— Start of Input material —

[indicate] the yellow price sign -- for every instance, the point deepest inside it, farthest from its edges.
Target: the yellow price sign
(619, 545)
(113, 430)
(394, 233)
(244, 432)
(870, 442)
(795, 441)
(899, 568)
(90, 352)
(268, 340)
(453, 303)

— End of Input material —

→ Required task
Reproduce the records word for word.

→ Correct result
[indicate] the yellow price sign -- for every instance, the point deepest inside it, farthest from its edges.
Target: the yellow price sign
(619, 545)
(113, 430)
(394, 233)
(244, 432)
(870, 442)
(795, 441)
(899, 568)
(90, 352)
(268, 340)
(453, 303)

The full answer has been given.